## LISTING
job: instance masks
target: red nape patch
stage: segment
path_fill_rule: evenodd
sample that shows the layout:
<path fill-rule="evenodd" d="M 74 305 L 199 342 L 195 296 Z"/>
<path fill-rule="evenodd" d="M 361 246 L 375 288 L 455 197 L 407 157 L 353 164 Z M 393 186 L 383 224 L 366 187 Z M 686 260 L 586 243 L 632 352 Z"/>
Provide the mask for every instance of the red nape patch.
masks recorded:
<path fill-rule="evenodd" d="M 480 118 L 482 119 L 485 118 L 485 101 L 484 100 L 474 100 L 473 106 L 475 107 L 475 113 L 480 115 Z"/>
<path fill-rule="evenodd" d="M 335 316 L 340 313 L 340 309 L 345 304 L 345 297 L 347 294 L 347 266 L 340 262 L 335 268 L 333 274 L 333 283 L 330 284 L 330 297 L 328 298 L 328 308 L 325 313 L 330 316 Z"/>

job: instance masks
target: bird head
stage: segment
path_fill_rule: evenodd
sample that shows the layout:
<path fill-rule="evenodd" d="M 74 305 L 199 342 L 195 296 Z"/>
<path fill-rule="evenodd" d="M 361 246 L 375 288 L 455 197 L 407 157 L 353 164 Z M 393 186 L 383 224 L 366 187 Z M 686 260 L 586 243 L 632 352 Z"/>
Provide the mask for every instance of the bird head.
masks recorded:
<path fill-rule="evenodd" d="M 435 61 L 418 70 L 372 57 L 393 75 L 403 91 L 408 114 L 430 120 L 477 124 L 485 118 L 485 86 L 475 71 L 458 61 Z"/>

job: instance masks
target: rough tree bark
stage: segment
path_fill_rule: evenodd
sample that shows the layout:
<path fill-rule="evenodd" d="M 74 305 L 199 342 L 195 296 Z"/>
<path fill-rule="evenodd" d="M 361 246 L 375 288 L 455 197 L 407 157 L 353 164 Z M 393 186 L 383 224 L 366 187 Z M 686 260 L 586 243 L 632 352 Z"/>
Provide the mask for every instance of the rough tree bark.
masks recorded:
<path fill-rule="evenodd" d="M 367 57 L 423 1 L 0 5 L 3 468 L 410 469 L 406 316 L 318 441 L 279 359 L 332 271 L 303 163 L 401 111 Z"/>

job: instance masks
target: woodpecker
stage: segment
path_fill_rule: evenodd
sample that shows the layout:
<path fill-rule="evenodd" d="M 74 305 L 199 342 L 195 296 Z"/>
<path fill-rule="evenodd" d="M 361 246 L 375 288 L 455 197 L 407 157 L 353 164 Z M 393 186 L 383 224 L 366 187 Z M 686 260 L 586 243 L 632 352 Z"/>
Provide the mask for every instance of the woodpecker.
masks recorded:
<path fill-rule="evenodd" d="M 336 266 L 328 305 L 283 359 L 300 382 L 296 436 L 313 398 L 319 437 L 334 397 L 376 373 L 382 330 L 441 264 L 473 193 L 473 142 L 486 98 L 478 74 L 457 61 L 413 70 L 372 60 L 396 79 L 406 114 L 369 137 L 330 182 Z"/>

## TASK INSTRUCTIONS
Render every line of the items above as one numbered list, leaving out the blank lines.

## RESULT FOR THIS EXERCISE
1. job: instance masks
2. target: red nape patch
3. stage: segment
4. path_fill_rule: evenodd
5. sample that shows the layout:
6. <path fill-rule="evenodd" d="M 74 305 L 199 342 L 195 296 Z"/>
7. <path fill-rule="evenodd" d="M 361 246 L 375 288 L 455 197 L 407 157 L 353 164 Z M 393 186 L 383 224 L 366 187 Z M 686 260 L 586 243 L 632 352 Z"/>
8. Provide the mask for every instance of the red nape patch.
9. masks recorded:
10. <path fill-rule="evenodd" d="M 480 118 L 482 119 L 485 118 L 485 101 L 484 100 L 474 100 L 473 106 L 475 107 L 475 113 L 480 115 Z"/>
11. <path fill-rule="evenodd" d="M 335 316 L 340 313 L 340 309 L 345 304 L 345 297 L 347 294 L 347 266 L 340 262 L 335 268 L 333 274 L 333 283 L 330 284 L 330 297 L 328 298 L 328 308 L 325 313 L 330 316 Z"/>
12. job: instance masks
13. target: bird head
14. stage: segment
15. path_fill_rule: evenodd
16. sample that shows the layout:
17. <path fill-rule="evenodd" d="M 74 305 L 199 342 L 195 296 Z"/>
18. <path fill-rule="evenodd" d="M 361 246 L 375 288 L 455 197 L 407 157 L 353 164 Z M 393 186 L 383 224 L 366 187 Z M 686 260 L 586 243 L 632 352 Z"/>
19. Provide the mask for every instance of the bird head.
20. masks recorded:
21. <path fill-rule="evenodd" d="M 435 61 L 418 70 L 372 57 L 393 75 L 403 91 L 408 114 L 430 120 L 477 124 L 485 118 L 485 86 L 475 71 L 458 61 Z"/>
22. job: instance masks
23. target: rough tree bark
24. stage: segment
25. path_fill_rule: evenodd
26. sample that shows the layout:
27. <path fill-rule="evenodd" d="M 74 305 L 199 342 L 195 296 Z"/>
28. <path fill-rule="evenodd" d="M 361 246 L 375 288 L 455 197 L 407 157 L 353 164 Z M 393 186 L 383 224 L 366 187 Z M 686 260 L 586 243 L 632 352 Z"/>
29. Provide the mask for every instance of the rough tree bark.
30. masks recorded:
31. <path fill-rule="evenodd" d="M 367 57 L 423 1 L 0 5 L 3 468 L 410 469 L 406 316 L 318 441 L 279 359 L 332 271 L 303 163 L 401 111 Z"/>
32. job: instance masks
33. target: woodpecker
34. stage: segment
35. path_fill_rule: evenodd
36. sample that shows the layout:
37. <path fill-rule="evenodd" d="M 74 305 L 199 342 L 195 296 Z"/>
38. <path fill-rule="evenodd" d="M 361 246 L 375 288 L 455 197 L 407 157 L 353 164 Z M 393 186 L 383 224 L 366 187 Z M 686 260 L 586 243 L 632 352 Z"/>
39. Provide the mask for every instance of the woodpecker.
40. masks recorded:
41. <path fill-rule="evenodd" d="M 336 266 L 328 305 L 283 359 L 300 382 L 296 436 L 313 398 L 319 437 L 334 397 L 376 373 L 382 330 L 441 264 L 473 193 L 473 142 L 486 98 L 478 74 L 457 61 L 413 70 L 372 60 L 396 79 L 406 114 L 369 137 L 330 182 Z"/>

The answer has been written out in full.